__Requirement__.
Answer these questions about the property reassessment text below:
1. Which agency reassesses each group of real property, and how often?
2. When do declines in assessed values take effect?
3. By what percentage is the total personal property base projected to increase in FY19?

__Text__.
The real property base is divided into three groups based on their geographic location in the County. Each group is reassessed triennially by the State Department of Assessments and Taxation (SDAT), which has the responsibility for assessing properties in Maryland. The amount of the change in the established market value (full cash value) of one-third of the properties reassessed each year is phased in over a three-year period. Declines in assessed values, however, are effective in the first year. The real property reassessment for Group 1 increased 11.1 percent in FY17 (9.6% for residential), and reassessment for Group 2 increased 7.8 percent in FY18 (4.8% for residential). Real property taxable assessment for Group 3 is estimated to increase 8.4 percent in FY19 (3.9% for residential). Based on data provided by SDAT, total personal property base is projected to increase 1.8 percent in FY18 and 2.8 percent in FY19.

Excerpts of pointing data
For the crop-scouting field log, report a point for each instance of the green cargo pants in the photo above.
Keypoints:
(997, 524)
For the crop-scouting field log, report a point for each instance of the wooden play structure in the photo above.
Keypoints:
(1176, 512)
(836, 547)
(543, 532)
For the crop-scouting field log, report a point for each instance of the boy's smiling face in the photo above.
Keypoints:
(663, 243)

__Result__.
1. The State Department of Assessments and Taxation (SDAT), triennially.
2. In the first year.
3. 2.8 percent.